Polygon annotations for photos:

- - -

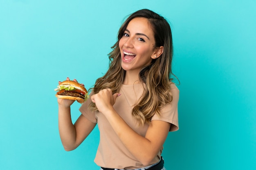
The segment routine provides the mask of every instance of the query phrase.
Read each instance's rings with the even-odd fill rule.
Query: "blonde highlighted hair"
[[[173,74],[171,63],[173,48],[172,34],[170,25],[162,16],[148,9],[138,11],[130,15],[121,26],[118,32],[117,41],[112,47],[112,51],[109,54],[109,68],[106,74],[96,80],[92,88],[95,94],[109,88],[113,93],[118,93],[124,79],[126,71],[121,66],[121,54],[118,44],[129,22],[133,19],[142,17],[148,19],[154,32],[155,47],[164,47],[161,55],[152,60],[149,65],[143,68],[139,73],[139,79],[144,83],[144,94],[137,105],[132,109],[132,115],[139,123],[150,124],[152,117],[172,100],[170,85]],[[97,110],[92,102],[90,107]]]

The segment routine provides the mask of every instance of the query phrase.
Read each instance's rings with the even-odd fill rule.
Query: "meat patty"
[[[72,92],[72,91],[66,91],[62,93],[61,93],[58,94],[59,95],[63,95],[63,96],[70,96],[74,97],[80,97],[80,98],[82,98],[83,99],[85,99],[85,96],[84,95],[80,94],[79,93],[77,93],[76,92]]]

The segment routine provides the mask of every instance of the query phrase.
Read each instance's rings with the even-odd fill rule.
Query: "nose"
[[[133,41],[131,37],[127,37],[124,44],[124,46],[126,48],[133,47]]]

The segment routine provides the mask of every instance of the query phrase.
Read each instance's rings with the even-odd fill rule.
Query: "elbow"
[[[64,150],[66,151],[71,151],[72,150],[75,150],[76,147],[72,147],[63,146]]]

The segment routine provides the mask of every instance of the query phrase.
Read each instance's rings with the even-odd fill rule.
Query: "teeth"
[[[129,52],[125,52],[124,51],[124,54],[126,55],[136,55],[135,54],[129,53]]]

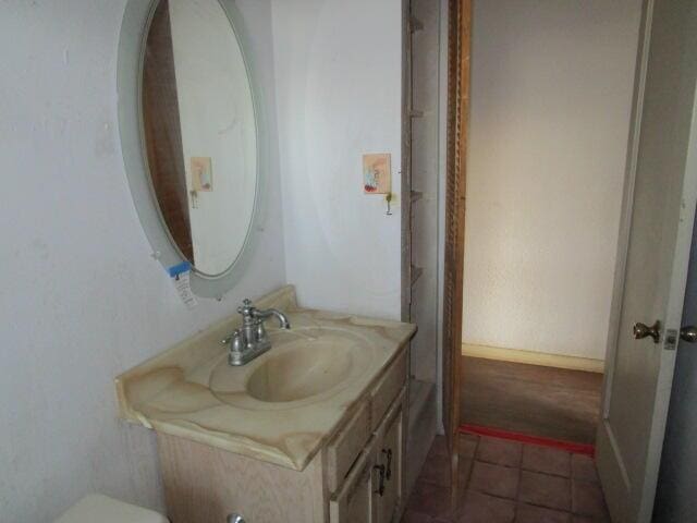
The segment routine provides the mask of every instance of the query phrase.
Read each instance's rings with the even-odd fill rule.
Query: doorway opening
[[[465,427],[595,443],[640,14],[473,2]]]

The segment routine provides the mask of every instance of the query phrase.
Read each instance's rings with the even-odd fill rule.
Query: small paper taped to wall
[[[192,264],[188,262],[182,262],[181,264],[173,265],[167,271],[172,278],[172,283],[174,283],[174,289],[179,294],[179,297],[182,299],[184,305],[187,308],[194,308],[198,305],[198,301],[196,296],[192,292]]]

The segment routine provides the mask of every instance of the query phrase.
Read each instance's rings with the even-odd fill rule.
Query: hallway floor
[[[592,460],[515,441],[461,435],[457,508],[450,459],[436,438],[402,523],[610,522]]]
[[[461,423],[595,442],[602,374],[468,356],[461,369]]]

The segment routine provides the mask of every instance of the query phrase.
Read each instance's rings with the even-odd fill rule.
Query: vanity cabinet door
[[[375,451],[366,449],[342,488],[329,502],[331,523],[374,523]]]
[[[399,409],[387,419],[381,445],[377,450],[377,470],[382,476],[377,478],[377,523],[396,521],[398,506],[402,497],[402,443],[403,410]],[[380,485],[380,481],[382,482]],[[382,486],[382,488],[380,488]]]

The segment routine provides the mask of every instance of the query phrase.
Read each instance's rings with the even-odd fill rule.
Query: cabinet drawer
[[[364,401],[351,421],[327,446],[327,486],[330,492],[339,488],[369,437],[370,410]]]
[[[408,351],[402,350],[402,353],[392,363],[392,365],[390,365],[390,368],[388,368],[384,376],[382,376],[382,379],[370,393],[372,430],[378,427],[382,421],[382,416],[388,411],[389,406],[396,398],[396,394],[400,393],[404,382],[406,381],[407,355]]]
[[[331,523],[368,523],[372,520],[372,451],[367,448],[341,489],[329,501]]]

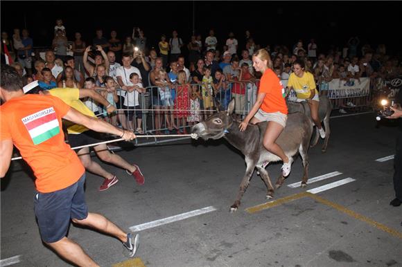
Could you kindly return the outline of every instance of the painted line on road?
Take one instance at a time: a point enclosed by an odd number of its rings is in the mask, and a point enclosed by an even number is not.
[[[21,255],[14,256],[10,258],[0,259],[0,266],[8,266],[21,262]]]
[[[353,114],[347,114],[347,115],[339,115],[336,116],[331,116],[329,118],[334,119],[336,118],[342,118],[342,117],[349,117],[349,116],[356,116],[358,115],[362,115],[362,114],[367,114],[367,113],[372,113],[373,111],[366,111],[366,112],[360,112],[358,113],[353,113]]]
[[[134,258],[114,264],[112,267],[146,267],[146,266],[140,258]]]
[[[340,185],[345,185],[345,184],[349,183],[351,183],[353,181],[356,181],[356,179],[353,179],[353,178],[348,177],[348,178],[342,179],[342,180],[337,181],[336,182],[331,183],[329,183],[329,184],[325,185],[322,185],[322,186],[319,186],[318,187],[311,189],[310,190],[307,190],[306,192],[308,192],[308,193],[311,193],[311,194],[317,194],[317,193],[320,193],[320,192],[323,192],[323,191],[330,190],[330,189],[333,188],[333,187],[336,187],[340,186]]]
[[[360,220],[362,221],[364,221],[365,223],[367,223],[371,225],[372,226],[375,227],[377,229],[379,229],[382,231],[384,231],[384,232],[386,232],[389,234],[391,234],[394,237],[402,239],[402,232],[399,232],[396,230],[391,228],[390,228],[387,225],[385,225],[382,223],[376,222],[376,221],[372,220],[371,219],[367,218],[365,216],[363,216],[359,213],[355,212],[353,210],[351,210],[342,206],[342,205],[337,204],[335,203],[333,203],[332,201],[330,201],[329,200],[323,199],[321,196],[319,196],[314,194],[309,194],[308,196],[315,199],[315,201],[320,202],[320,203],[326,205],[327,206],[329,206],[331,208],[333,208],[334,209],[338,210],[340,212],[343,212],[343,213],[344,213],[349,216],[351,216],[355,219],[357,219],[358,220]]]
[[[342,174],[342,172],[330,172],[329,174],[320,175],[320,176],[317,176],[317,177],[314,177],[314,178],[312,178],[311,179],[308,179],[307,184],[310,185],[311,183],[313,183],[314,182],[318,182],[319,181],[325,180],[325,179],[327,179],[329,178],[336,176],[340,175],[340,174]],[[301,185],[302,185],[302,182],[297,182],[297,183],[291,183],[290,185],[288,185],[288,186],[289,187],[291,187],[291,188],[299,187]]]
[[[206,207],[200,210],[195,210],[191,212],[184,212],[180,214],[171,216],[170,217],[161,219],[159,220],[150,221],[149,223],[139,224],[138,225],[134,225],[130,227],[130,230],[132,232],[142,231],[143,230],[163,225],[164,224],[171,223],[175,221],[182,221],[188,218],[204,214],[205,213],[211,212],[215,210],[217,210],[217,209],[213,206]]]
[[[376,160],[376,161],[378,161],[380,163],[383,163],[384,161],[394,159],[394,155],[387,156],[386,157],[384,157],[384,158],[377,158]]]
[[[283,203],[293,201],[297,199],[302,199],[304,197],[307,196],[308,194],[306,192],[303,192],[302,193],[294,194],[292,195],[285,196],[283,198],[277,199],[272,201],[267,202],[265,203],[259,204],[253,207],[247,208],[245,210],[248,213],[253,214],[258,212],[260,212],[263,210],[269,209],[270,208],[278,206],[279,205],[282,205]]]

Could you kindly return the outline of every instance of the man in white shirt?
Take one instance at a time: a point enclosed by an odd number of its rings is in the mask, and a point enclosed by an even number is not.
[[[234,38],[234,34],[232,32],[229,33],[229,39],[226,40],[226,45],[227,50],[231,55],[237,54],[237,46],[238,43],[237,39]]]
[[[118,68],[121,65],[116,62],[116,54],[112,50],[107,52],[107,59],[109,59],[109,76],[112,77],[114,82],[117,82],[117,77],[116,73]]]
[[[215,33],[213,30],[209,30],[209,36],[205,38],[205,46],[207,46],[207,50],[216,50],[216,46],[218,45],[218,40],[216,37],[213,36]]]

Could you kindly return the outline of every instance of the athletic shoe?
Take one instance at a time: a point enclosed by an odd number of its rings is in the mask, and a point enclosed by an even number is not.
[[[325,131],[324,131],[324,128],[321,127],[321,129],[318,129],[318,131],[320,132],[320,136],[322,139],[325,138]]]
[[[290,173],[292,169],[292,163],[293,163],[293,158],[288,157],[289,158],[289,162],[288,163],[283,163],[282,165],[282,175],[283,177],[286,177]]]
[[[138,240],[139,235],[138,234],[134,237],[134,239],[132,237],[131,233],[127,234],[127,241],[123,243],[123,246],[125,247],[128,250],[130,257],[134,257],[135,255],[135,252],[137,252],[137,250],[138,249],[138,246],[139,245],[139,241]]]
[[[116,175],[113,176],[112,179],[105,179],[103,183],[101,185],[101,187],[99,187],[99,191],[105,191],[109,189],[112,185],[117,183],[117,182],[119,182],[119,179],[116,177]]]
[[[133,164],[133,165],[134,167],[135,167],[135,171],[132,172],[131,175],[134,176],[134,178],[135,178],[135,181],[137,182],[137,184],[139,184],[139,185],[142,185],[145,182],[143,175],[142,174],[142,172],[141,172],[139,167],[138,167],[135,164]]]

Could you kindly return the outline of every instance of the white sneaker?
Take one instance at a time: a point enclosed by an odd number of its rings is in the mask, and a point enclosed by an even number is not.
[[[325,138],[325,131],[324,131],[324,128],[321,127],[321,129],[318,129],[318,131],[320,132],[320,136],[322,139]]]
[[[282,176],[286,177],[290,173],[292,169],[292,163],[293,163],[293,158],[288,157],[289,158],[289,162],[288,163],[283,163],[282,165]]]
[[[349,101],[349,102],[348,102],[347,103],[346,103],[346,104],[347,104],[347,106],[349,106],[349,107],[356,107],[356,104],[354,104],[353,103],[352,103],[352,102],[350,102],[350,101]]]

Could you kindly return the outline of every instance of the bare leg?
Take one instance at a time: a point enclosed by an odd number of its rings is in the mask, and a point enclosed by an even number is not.
[[[283,163],[288,163],[289,158],[285,155],[281,147],[275,142],[283,130],[283,127],[280,124],[275,122],[268,122],[263,143],[268,151],[281,158]]]
[[[130,172],[135,171],[135,167],[125,161],[120,156],[110,153],[105,144],[94,147],[94,150],[95,150],[96,156],[98,156],[101,160],[112,163],[116,166],[119,166],[123,169],[128,169]]]
[[[317,128],[321,129],[321,122],[320,121],[320,118],[318,118],[318,104],[320,102],[315,100],[311,100],[308,102],[308,106],[310,107],[310,111],[311,111],[311,118],[314,122]]]
[[[105,145],[105,149],[109,152],[106,145]],[[81,163],[84,165],[84,167],[87,171],[102,176],[106,179],[112,179],[114,176],[113,174],[107,172],[105,169],[101,167],[99,164],[91,159],[89,147],[84,147],[80,149],[77,154],[80,158],[80,160],[81,160]]]
[[[58,255],[78,266],[99,266],[82,248],[72,240],[63,237],[57,242],[46,243]]]

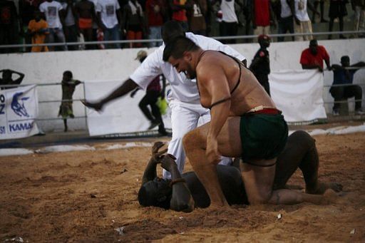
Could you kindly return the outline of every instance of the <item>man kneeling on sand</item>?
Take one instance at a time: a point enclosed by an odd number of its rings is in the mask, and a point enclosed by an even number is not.
[[[163,145],[162,142],[157,142],[152,148],[152,157],[145,168],[138,192],[140,204],[142,206],[155,206],[183,212],[191,212],[195,207],[209,207],[210,197],[196,174],[187,172],[180,175],[173,157],[165,155],[165,150],[159,151]],[[171,172],[172,180],[157,177],[156,167],[158,163]],[[295,194],[293,203],[327,203],[328,197],[322,195],[324,192],[327,189],[339,192],[342,186],[334,182],[319,182],[319,164],[314,139],[304,131],[293,133],[278,155],[273,189],[286,188],[287,181],[299,167],[303,173],[307,194]],[[218,165],[217,172],[227,202],[230,205],[248,205],[245,185],[238,167]]]

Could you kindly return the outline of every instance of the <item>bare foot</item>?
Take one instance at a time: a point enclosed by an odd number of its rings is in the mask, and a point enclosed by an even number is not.
[[[334,192],[339,192],[342,190],[342,185],[336,182],[319,182],[314,188],[306,188],[306,193],[322,195],[326,190],[332,190]]]

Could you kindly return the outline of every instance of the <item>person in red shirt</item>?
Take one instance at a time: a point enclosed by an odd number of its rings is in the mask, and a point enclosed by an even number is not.
[[[329,55],[323,46],[318,46],[317,40],[309,42],[309,48],[302,52],[300,64],[303,69],[316,69],[323,72],[323,61],[326,63],[328,70],[331,70]]]

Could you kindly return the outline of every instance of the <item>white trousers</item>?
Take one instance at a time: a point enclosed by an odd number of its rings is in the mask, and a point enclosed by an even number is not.
[[[182,138],[198,125],[210,121],[209,109],[203,108],[200,104],[190,104],[181,101],[171,100],[169,103],[171,108],[171,126],[173,138],[168,145],[168,152],[176,157],[176,164],[180,173],[184,170],[185,153],[182,147]],[[227,165],[231,163],[229,157],[222,157],[220,165]],[[163,170],[163,177],[170,179],[171,174]]]

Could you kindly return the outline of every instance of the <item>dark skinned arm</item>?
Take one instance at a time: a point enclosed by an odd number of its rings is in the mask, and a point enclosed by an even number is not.
[[[168,150],[163,150],[163,151],[158,152],[158,150],[165,145],[163,142],[156,142],[152,147],[152,156],[147,164],[143,177],[142,177],[142,184],[143,185],[145,182],[153,180],[157,177],[156,166],[157,164],[161,160],[161,157]]]
[[[163,75],[163,89],[161,91],[161,100],[165,98],[165,91],[166,90],[166,78]]]
[[[323,72],[323,68],[319,65],[302,64],[302,68],[303,68],[303,69],[318,69],[321,72]]]
[[[103,108],[103,106],[106,104],[108,102],[115,100],[117,98],[122,97],[129,92],[134,90],[138,86],[130,78],[127,79],[120,86],[117,88],[114,91],[110,93],[106,98],[100,100],[98,102],[88,102],[87,100],[84,100],[83,103],[87,107],[93,108],[96,110],[101,110]]]
[[[170,154],[161,160],[161,166],[171,173],[173,196],[170,201],[170,208],[178,212],[192,212],[194,210],[194,200],[186,182],[182,180],[175,160],[176,158]]]

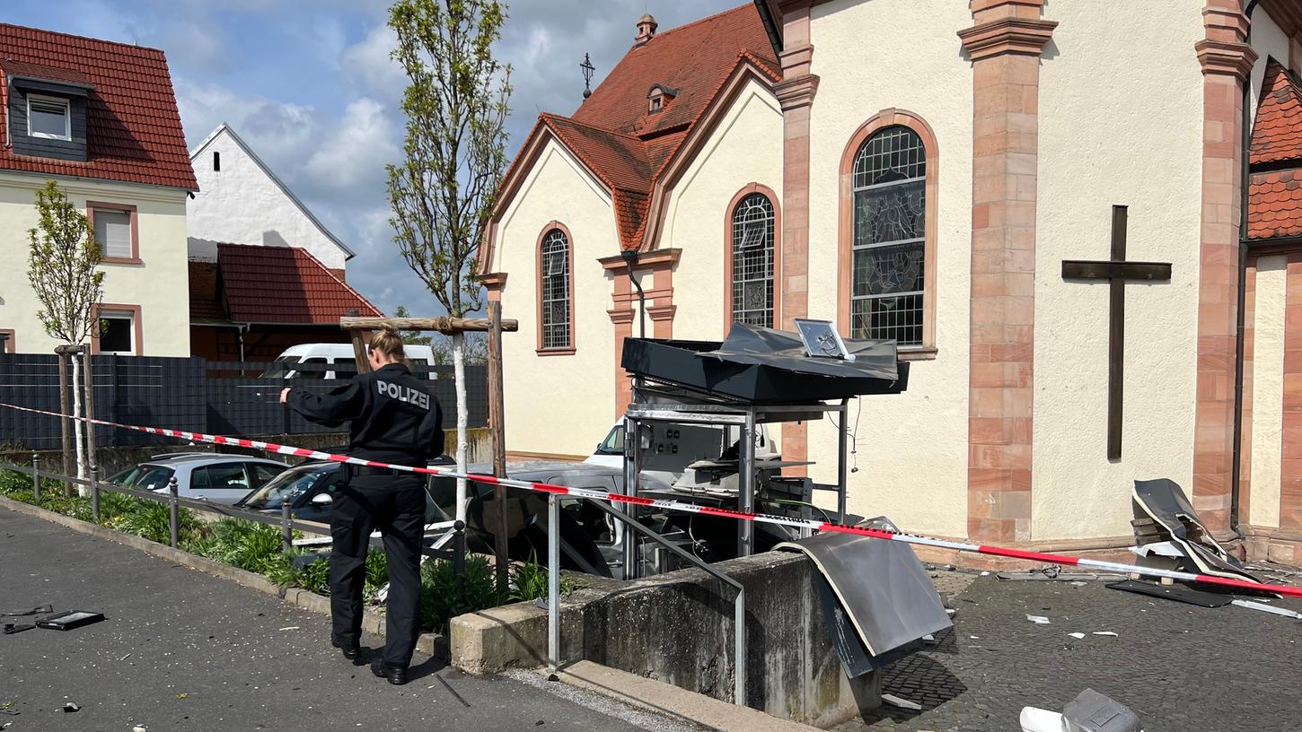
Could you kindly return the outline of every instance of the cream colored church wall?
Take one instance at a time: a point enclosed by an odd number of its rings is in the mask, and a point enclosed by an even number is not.
[[[1284,306],[1288,257],[1256,260],[1253,324],[1253,468],[1247,523],[1280,525],[1284,436]]]
[[[573,251],[573,355],[539,356],[538,237],[564,224]],[[577,160],[549,142],[497,226],[490,272],[506,272],[503,335],[506,446],[512,451],[591,454],[613,424],[611,283],[598,257],[618,251],[609,195]]]
[[[749,183],[772,189],[781,208],[783,109],[756,81],[741,90],[669,195],[660,247],[682,250],[673,273],[674,338],[727,335],[724,220]]]
[[[142,264],[102,264],[102,302],[139,306],[142,355],[189,356],[185,191],[83,178],[55,179],[82,213],[87,200],[137,207]],[[46,181],[42,176],[0,174],[0,251],[7,261],[7,267],[0,267],[0,328],[14,330],[17,351],[25,354],[49,354],[60,345],[42,329],[36,319],[39,303],[27,282],[27,230],[36,226],[36,189]]]
[[[1053,3],[1040,68],[1035,242],[1032,540],[1126,536],[1139,478],[1191,490],[1203,77],[1200,3]],[[1108,259],[1111,207],[1129,205],[1126,259],[1169,261],[1128,283],[1124,437],[1107,459],[1108,285],[1064,259]]]
[[[935,360],[914,361],[909,390],[862,400],[859,471],[849,507],[914,532],[967,533],[969,277],[973,73],[954,33],[971,26],[954,0],[835,0],[814,8],[819,88],[810,120],[810,317],[836,319],[838,174],[854,131],[887,108],[913,112],[936,134],[940,170]],[[919,33],[918,29],[931,29]],[[836,478],[836,429],[810,424],[811,475]]]

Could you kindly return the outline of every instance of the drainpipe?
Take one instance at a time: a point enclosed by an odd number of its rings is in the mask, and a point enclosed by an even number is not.
[[[1243,8],[1243,21],[1247,23],[1247,33],[1243,43],[1253,42],[1253,10],[1260,0],[1249,0]],[[1250,160],[1253,147],[1253,72],[1249,69],[1247,78],[1243,79],[1243,169],[1240,178],[1240,220],[1238,220],[1238,307],[1236,312],[1234,328],[1234,445],[1230,450],[1233,464],[1230,465],[1229,481],[1229,528],[1243,538],[1243,530],[1238,527],[1238,501],[1240,480],[1242,480],[1243,462],[1243,308],[1247,304],[1247,191],[1251,182]]]
[[[647,296],[642,291],[642,282],[633,276],[633,265],[638,263],[638,250],[624,250],[620,252],[624,257],[624,265],[629,268],[629,282],[638,291],[638,338],[647,337]]]

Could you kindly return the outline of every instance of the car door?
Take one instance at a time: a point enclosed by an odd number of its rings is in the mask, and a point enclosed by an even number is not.
[[[212,503],[234,504],[249,494],[249,472],[243,463],[215,463],[194,468],[190,476],[190,493]]]

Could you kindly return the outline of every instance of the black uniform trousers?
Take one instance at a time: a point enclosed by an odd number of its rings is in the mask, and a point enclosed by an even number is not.
[[[362,634],[362,589],[371,532],[384,534],[389,567],[384,663],[406,668],[421,634],[421,540],[424,481],[414,475],[353,476],[335,491],[329,533],[329,608],[335,642],[354,645]]]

- - -

TASK TO COMPLETE:
Take the line with "the car door?" and all lines after it through the end of the records, and write them out exactly; include nothing else.

TASK OUTPUT:
Could you kindly return the outline of every instance of the car door?
Take one instance at a time: a point enclosed by an odd number of its rings is in the mask, and a point enclosed by an even number is not.
[[[212,503],[234,504],[249,494],[249,472],[243,463],[215,463],[194,468],[190,476],[190,493]]]

Could you kindly return the outline of every instance of the black uniform trousers?
Take one instance at a time: a point enclosed by an odd number of its rings is in the mask, and a point enclosed by an even number is not.
[[[362,634],[362,589],[371,532],[384,534],[389,567],[384,663],[406,668],[421,634],[421,540],[424,481],[414,475],[353,476],[335,491],[329,533],[329,608],[335,642],[354,645]]]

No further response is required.